◆ PROMPT
Copy the records verbatim from the line containing "Traffic-operations request: mark the man in white" through the end of the records, including both of those lines.

◆ MATERIAL PROVIDED
=-=-=-=-=

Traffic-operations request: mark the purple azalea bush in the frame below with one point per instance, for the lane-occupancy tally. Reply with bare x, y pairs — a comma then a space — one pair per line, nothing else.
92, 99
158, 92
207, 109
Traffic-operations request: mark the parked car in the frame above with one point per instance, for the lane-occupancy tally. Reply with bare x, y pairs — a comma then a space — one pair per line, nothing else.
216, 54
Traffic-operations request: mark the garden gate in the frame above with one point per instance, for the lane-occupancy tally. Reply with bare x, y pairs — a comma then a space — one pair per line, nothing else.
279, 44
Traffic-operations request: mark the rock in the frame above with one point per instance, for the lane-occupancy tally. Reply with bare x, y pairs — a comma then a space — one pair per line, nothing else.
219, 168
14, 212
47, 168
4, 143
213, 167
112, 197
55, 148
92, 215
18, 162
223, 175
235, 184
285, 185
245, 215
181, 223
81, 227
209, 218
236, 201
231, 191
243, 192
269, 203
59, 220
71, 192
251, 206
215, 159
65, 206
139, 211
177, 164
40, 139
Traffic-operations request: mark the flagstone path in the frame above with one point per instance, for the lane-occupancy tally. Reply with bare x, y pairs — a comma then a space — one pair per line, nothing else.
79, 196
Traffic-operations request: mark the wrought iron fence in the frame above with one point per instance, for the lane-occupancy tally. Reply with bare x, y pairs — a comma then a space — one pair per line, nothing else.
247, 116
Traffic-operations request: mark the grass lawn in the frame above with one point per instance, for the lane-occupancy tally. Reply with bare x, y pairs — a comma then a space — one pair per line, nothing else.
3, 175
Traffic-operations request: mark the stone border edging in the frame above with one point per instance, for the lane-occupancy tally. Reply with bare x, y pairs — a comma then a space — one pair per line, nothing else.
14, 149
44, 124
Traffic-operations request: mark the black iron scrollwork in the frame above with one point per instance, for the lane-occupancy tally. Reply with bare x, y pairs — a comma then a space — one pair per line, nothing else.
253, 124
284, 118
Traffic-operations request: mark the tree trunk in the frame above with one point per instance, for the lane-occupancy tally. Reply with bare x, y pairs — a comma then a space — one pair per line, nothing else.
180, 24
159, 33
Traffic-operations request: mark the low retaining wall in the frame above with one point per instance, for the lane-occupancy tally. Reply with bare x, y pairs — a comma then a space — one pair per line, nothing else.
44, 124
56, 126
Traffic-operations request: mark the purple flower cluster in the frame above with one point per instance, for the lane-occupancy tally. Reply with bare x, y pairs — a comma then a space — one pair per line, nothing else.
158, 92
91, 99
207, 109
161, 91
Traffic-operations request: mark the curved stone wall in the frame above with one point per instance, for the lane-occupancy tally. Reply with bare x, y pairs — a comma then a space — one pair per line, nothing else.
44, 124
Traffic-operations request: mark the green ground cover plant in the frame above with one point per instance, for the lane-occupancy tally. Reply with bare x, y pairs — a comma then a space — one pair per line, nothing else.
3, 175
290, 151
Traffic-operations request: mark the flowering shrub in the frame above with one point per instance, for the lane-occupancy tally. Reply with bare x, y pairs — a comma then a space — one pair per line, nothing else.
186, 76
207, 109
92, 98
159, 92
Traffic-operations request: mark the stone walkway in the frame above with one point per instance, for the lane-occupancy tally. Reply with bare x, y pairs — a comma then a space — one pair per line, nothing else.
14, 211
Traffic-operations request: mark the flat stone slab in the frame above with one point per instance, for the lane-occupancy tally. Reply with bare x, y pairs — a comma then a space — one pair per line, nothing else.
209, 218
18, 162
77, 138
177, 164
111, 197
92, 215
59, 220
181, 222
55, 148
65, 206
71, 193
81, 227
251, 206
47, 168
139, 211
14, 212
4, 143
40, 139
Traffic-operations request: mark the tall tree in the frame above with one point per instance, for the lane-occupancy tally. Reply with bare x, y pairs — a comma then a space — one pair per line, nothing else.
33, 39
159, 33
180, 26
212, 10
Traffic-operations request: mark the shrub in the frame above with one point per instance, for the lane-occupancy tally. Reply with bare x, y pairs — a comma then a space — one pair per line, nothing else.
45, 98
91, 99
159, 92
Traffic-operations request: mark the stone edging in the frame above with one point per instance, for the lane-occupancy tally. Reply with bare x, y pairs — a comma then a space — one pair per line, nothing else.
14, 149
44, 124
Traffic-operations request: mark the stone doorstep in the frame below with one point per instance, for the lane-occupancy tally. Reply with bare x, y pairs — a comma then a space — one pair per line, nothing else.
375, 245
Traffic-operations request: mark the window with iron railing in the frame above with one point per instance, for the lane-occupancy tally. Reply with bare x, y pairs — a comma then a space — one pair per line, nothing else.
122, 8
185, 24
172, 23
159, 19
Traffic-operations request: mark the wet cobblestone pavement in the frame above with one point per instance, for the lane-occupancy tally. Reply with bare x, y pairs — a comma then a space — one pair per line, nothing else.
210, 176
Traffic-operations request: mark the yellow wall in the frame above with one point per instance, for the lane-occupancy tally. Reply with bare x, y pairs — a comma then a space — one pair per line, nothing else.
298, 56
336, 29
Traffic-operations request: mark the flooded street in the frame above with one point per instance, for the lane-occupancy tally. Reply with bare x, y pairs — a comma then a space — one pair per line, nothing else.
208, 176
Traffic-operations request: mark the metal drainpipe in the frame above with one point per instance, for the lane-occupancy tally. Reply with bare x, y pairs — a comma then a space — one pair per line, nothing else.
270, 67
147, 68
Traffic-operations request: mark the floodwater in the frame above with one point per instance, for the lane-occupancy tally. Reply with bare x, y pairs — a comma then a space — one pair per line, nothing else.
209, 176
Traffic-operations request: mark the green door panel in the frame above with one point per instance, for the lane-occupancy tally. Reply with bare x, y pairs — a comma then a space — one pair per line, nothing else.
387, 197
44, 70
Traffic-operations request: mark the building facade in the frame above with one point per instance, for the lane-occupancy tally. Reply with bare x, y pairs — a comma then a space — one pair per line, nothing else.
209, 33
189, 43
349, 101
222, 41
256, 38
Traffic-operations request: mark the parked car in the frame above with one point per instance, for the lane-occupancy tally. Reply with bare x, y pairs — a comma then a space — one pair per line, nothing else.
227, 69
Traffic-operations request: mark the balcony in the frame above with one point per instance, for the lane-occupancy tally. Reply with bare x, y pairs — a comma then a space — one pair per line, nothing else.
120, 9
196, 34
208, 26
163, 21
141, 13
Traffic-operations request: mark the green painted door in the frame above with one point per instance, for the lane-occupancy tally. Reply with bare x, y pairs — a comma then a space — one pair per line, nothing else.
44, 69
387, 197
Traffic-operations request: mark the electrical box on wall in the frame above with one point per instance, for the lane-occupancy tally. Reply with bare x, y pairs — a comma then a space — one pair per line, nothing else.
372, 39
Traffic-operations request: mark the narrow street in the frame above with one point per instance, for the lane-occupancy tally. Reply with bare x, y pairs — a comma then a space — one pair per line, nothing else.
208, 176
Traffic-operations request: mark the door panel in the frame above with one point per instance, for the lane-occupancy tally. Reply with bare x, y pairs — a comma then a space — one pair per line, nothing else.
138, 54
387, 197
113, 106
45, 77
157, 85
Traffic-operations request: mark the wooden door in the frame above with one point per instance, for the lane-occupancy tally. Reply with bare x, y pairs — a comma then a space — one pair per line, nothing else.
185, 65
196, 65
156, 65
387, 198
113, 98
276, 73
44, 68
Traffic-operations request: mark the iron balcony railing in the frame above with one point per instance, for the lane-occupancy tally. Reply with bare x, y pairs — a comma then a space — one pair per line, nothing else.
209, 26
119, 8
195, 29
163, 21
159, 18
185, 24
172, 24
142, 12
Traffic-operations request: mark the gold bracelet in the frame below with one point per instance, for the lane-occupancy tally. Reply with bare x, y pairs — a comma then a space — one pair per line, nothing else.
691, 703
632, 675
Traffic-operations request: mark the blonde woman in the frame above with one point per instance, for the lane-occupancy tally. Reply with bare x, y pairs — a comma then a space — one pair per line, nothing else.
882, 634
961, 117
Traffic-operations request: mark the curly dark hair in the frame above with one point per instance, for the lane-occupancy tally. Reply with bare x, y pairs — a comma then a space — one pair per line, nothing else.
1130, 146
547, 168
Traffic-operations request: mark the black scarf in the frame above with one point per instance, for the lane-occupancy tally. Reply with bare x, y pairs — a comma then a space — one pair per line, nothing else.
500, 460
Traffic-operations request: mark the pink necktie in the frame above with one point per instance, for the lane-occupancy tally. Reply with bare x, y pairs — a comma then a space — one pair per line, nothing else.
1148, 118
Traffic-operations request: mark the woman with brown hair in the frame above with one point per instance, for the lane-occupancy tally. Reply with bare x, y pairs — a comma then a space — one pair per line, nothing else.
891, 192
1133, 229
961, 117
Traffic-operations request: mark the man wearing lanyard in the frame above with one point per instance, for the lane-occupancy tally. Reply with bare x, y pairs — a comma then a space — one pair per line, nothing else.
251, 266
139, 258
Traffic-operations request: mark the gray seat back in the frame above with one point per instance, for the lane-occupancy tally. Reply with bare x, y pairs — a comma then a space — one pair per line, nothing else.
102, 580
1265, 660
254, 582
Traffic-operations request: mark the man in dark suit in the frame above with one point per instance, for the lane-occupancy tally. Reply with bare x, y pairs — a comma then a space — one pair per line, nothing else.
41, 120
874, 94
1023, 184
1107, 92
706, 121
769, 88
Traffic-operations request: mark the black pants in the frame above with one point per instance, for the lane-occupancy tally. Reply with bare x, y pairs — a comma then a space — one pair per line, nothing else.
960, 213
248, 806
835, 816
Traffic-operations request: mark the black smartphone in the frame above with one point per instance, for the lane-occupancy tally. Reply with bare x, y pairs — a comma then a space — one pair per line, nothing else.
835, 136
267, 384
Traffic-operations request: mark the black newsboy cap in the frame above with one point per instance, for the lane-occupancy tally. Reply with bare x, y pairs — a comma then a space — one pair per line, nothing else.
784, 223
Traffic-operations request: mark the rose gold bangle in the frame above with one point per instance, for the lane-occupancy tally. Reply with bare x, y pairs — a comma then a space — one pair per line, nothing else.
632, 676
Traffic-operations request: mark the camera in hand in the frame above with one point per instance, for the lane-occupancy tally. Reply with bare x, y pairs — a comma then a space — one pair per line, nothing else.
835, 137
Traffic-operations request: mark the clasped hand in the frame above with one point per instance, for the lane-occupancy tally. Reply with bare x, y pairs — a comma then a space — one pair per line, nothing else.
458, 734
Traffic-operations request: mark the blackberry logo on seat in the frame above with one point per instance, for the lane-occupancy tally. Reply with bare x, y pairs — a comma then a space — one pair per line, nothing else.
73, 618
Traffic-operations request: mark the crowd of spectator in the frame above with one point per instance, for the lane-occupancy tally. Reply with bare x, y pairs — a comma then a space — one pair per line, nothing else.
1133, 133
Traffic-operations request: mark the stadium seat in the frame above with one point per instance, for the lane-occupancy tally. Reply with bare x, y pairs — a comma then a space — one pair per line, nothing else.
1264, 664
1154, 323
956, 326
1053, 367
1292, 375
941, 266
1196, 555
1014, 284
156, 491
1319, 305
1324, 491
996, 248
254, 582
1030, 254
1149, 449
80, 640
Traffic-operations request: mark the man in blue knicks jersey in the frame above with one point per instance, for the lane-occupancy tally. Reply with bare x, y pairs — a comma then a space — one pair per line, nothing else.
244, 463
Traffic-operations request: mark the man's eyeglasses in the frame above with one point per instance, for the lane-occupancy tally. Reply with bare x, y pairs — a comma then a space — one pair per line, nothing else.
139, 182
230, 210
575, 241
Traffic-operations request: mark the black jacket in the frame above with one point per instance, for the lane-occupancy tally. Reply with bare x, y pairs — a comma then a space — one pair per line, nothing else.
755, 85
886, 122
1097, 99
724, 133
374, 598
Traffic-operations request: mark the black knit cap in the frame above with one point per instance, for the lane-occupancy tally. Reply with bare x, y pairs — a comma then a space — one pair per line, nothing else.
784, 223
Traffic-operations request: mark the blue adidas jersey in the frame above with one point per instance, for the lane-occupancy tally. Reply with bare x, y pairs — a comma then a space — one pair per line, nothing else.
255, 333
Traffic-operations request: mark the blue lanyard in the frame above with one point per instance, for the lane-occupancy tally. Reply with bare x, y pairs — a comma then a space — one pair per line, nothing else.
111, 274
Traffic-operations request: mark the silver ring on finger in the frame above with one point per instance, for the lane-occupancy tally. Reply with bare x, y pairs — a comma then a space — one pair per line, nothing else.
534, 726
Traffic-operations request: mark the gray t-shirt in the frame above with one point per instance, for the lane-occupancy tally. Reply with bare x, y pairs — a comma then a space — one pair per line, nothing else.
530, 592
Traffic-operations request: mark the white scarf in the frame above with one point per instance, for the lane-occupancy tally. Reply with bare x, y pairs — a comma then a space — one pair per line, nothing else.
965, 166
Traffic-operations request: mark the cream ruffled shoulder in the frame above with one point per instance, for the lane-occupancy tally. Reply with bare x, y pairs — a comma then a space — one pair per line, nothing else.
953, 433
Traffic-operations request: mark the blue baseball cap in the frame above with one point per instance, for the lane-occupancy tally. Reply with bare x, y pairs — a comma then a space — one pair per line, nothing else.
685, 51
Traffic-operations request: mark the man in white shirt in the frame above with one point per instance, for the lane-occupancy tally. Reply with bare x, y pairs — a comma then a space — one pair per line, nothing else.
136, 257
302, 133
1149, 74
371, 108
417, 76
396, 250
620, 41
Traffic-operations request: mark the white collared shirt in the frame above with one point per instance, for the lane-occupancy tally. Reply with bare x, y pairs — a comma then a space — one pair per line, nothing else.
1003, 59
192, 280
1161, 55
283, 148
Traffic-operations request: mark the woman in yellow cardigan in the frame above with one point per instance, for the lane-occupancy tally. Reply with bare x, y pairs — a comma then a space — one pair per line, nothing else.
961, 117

=-=-=-=-=

◆ RESULT OF THIS EXERCISE
Traffic-operations request: mark the man in white shirt in the frame above with one point per instance, for the lane-occupancy tally. Reply with bare x, y pairs — a comma then a space — one pair per line, nothing else.
136, 257
302, 133
1149, 74
371, 108
417, 76
396, 250
620, 41
Traffic-operations request: mark the white collared shirt in the frame above with one point per instance, for the lane-occupancy tally. Reply with bare x, y pairs — a comma then a space — one pair per line, nothing else.
1003, 59
192, 280
1161, 55
283, 148
Traffic-operations request: mark the woman in yellow cardigan in the frame above with one point per instance, for the lane-occupancy tally. Reply with bare x, y pairs — a comma then a space — one pair per line, nothing else.
961, 117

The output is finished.